* Start Document *
Tuesday, March 22, 2011

Shaken Down

Yesterday I participated in a contemplative prayer group that included lectio divina. It reminded me how nourishing lectio is to my soul. We prayed Luke 6:36-38, a familiar scripture I somehow have never given much thought. I hadn’t even given it much thought when I read it earlier in the day.

Then we prayed it after the centering prayer and “shaken together” spoke to me. It was like rewatching a movie after someone has pointed out something to look for. It was so obvious.

Shaken down. I thought of being a kid at Halloween with a bag for candy. When the bag got full, I wouldn’t give up, call it a night, and limit myself. Shake that bag down. Pack it in. Shake it down again. There is still room for more.


Why should I think the first bit of encounter with God is it, go home, call it a night, and limit myself? I want to stand before the Holy, shake it down and pack it in. I should never rush off, assuming this is all.

So I shake down my bag. While I consider myself thoroughly Christian, shaking down my bag I find beauty in other religious traditions, like Sufi poetry and Zen wisdom, that will fit in. Why should I assume this is it, this is all God has for me? The night is not over. I shake down my bag. Holy One, show me more. My bag can hold it.

Thursday, March 17, 2011

Coming Out Anniversary

Seventeen years ago this week my life changed forever.

While I had questioned my sexuality for years, my church taught me no one is born gay. We believed that, failing other options, Satan tempts some, like me, with gay thoughts into believing we are gay. We believed we must pray for strength to overcome his lies.

In years past I had discussed this with my pastor and my youth leader. My pastor assured me I would never actually act on any of it. So, for the longest time, I believed that; in my small and very conservative town it was unlikely—if not dangerous—anything was ever going to happen.

So, I created an elaborate scheme to convince myself I was straight that was agonizing to maintain. There was lots of this-doesn’t-mean-this-it-means-that. I constantly questioned my inner turmoil and bore the abuse of a faith tradition with its head in the sand.

Then, seventeen years ago this week I was on a Florida beach with my family on Spring Break. As they played and sunned I walked—fairly innocently—along the beach until I saw the hottest sight I had ever seen, a guy in a black thong. Always before it had been too dangerous even to betray that I was looking but this day I customarily sat down and watched. I knew I was obvious—though in a more tasteful manner than stalking—and, considering the little show he put on, he knew I was enchanted with him. Sitting there—savoring the sight—I knew I had crossed a line. Other than watching, nothing happened but I could no longer lie to myself that I wouldn’t go further… if my family hadn’t been just up the beach.

But I was not going to let my closet fall down around me in a moment of indiscretion as had happened with a Pentecostal leader I admired. I admitted to myself that I was indeed gay and I vowed I would deal with—and dismantle—my closet on my own terms.
* End Document *
* Start Information provided *
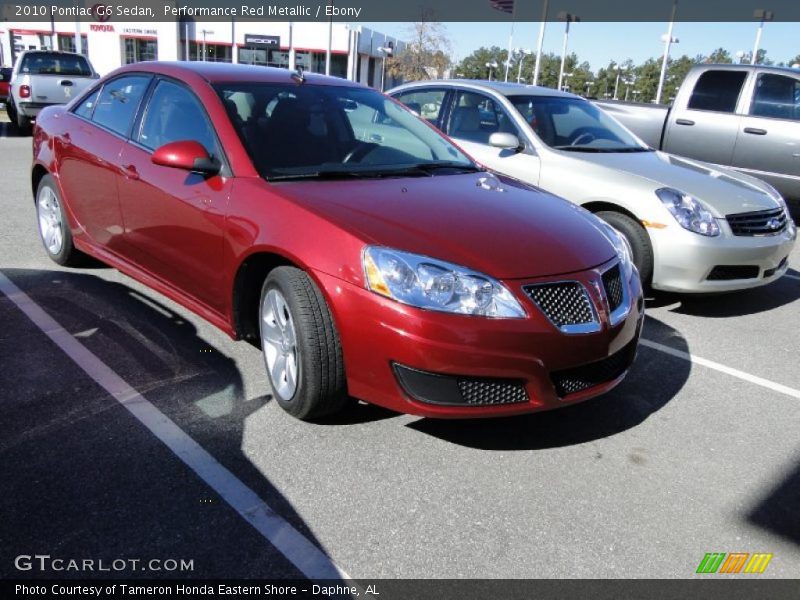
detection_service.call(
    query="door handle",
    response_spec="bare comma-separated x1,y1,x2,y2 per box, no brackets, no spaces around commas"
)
121,165,139,179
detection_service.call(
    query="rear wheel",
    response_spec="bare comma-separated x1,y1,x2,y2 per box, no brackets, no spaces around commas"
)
596,210,653,285
36,175,85,267
259,267,348,419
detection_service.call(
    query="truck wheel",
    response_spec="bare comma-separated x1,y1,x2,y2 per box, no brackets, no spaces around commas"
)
36,175,86,267
259,267,348,420
596,210,653,285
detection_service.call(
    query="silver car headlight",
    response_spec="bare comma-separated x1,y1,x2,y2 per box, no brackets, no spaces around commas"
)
362,246,525,319
656,188,719,237
600,221,636,281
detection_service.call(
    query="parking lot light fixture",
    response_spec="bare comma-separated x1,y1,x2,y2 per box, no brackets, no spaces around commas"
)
557,11,581,90
750,8,775,65
486,60,499,81
656,0,678,104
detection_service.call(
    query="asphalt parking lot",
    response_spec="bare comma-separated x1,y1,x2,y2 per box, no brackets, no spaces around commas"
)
0,110,800,579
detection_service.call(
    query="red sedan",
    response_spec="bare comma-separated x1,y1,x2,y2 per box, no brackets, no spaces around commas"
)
31,63,644,419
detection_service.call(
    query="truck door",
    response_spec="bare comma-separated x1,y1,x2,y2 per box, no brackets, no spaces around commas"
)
663,69,747,165
733,73,800,198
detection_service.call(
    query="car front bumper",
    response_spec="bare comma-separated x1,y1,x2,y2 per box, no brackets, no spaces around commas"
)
648,221,797,293
314,260,644,418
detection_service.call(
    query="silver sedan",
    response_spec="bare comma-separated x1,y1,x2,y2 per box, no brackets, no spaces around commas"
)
389,80,797,292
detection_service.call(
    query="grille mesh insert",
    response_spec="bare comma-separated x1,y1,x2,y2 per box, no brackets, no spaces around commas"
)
458,379,528,406
550,339,637,398
524,281,595,327
725,208,786,235
603,265,623,312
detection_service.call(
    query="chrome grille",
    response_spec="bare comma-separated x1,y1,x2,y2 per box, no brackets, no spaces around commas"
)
458,379,528,406
603,264,625,312
523,281,597,330
725,208,786,235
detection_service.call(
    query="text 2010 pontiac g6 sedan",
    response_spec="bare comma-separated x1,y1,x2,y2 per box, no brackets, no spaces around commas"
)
32,63,644,418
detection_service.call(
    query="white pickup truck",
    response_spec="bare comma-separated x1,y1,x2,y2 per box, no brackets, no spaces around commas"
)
596,65,800,210
8,50,100,132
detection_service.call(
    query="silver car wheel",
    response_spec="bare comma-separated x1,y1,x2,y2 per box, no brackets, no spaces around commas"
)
261,288,299,401
37,186,64,255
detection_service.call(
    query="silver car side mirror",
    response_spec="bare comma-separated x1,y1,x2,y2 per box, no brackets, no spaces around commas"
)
489,131,522,151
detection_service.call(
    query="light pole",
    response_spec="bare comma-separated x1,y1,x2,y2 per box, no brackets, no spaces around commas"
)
750,8,775,65
517,48,533,83
532,0,550,85
558,11,581,90
486,60,499,81
200,29,214,62
378,46,393,91
656,0,678,104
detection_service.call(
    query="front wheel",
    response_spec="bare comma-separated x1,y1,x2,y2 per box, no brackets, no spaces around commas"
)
596,211,653,285
259,267,348,419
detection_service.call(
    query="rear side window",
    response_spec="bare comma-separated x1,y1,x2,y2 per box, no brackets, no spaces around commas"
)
20,52,92,77
750,73,800,121
75,90,100,119
689,71,747,113
136,81,217,155
92,75,150,135
395,90,445,124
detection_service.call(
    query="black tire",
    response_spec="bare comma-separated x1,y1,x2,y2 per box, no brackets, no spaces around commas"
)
596,210,653,285
36,175,86,267
259,267,349,420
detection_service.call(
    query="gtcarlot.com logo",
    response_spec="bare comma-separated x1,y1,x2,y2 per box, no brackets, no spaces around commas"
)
14,554,194,573
697,552,772,575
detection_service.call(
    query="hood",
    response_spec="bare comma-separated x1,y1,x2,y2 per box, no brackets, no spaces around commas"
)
574,152,778,217
271,173,615,279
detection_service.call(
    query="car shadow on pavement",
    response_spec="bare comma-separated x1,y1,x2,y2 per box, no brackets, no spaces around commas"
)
747,463,800,546
647,269,800,319
0,269,334,578
408,318,691,451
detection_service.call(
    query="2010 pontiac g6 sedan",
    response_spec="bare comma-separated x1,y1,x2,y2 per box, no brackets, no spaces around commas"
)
31,63,644,418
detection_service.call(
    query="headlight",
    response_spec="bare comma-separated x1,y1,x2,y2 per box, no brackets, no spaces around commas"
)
598,219,634,281
656,188,719,237
362,246,525,319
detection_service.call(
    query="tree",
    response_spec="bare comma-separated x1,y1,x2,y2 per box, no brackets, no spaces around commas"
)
456,46,508,79
386,10,452,81
703,48,733,65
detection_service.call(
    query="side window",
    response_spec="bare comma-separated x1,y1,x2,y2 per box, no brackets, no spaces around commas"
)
92,75,150,135
396,90,445,124
750,73,800,121
74,90,100,119
689,71,747,113
136,81,217,155
448,92,519,144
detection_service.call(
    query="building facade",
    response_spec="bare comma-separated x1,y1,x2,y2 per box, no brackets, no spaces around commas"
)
0,19,404,89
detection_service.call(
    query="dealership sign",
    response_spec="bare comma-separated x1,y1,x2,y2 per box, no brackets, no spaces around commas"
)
244,33,281,48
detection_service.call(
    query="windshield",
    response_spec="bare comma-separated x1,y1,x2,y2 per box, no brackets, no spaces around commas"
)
20,52,92,77
508,96,650,152
217,83,477,180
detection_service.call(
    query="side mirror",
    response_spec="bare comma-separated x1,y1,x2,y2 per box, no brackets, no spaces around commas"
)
489,132,522,151
150,140,222,175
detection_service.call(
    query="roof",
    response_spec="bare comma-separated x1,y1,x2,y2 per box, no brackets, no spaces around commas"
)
391,79,580,98
114,61,361,87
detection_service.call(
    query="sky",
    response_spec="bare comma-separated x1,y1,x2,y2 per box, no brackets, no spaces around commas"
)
359,22,800,71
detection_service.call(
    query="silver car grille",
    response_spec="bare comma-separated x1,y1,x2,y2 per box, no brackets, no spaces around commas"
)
* End Information provided *
_What the exercise asks:_ Summarize the two blog posts above in exactly two sentences.

_Task result:_ In the first post, the writer describes how praying Luke 6:36-38 through lectio divina brought out the words "shaken together," which recalled shaking down a Halloween candy bag to make room for more and led to a resolve never to assume that a first encounter with God is all there is, leaving room for beauty found in Sufi poetry and Zen wisdom. In the second post, the writer recalls a church that taught no one is born gay, an agonizing effort to keep up a belief in being straight, and a moment on a Florida beach seventeen years earlier that led to admitting being gay and vowing to dismantle the closet on the writer's own terms.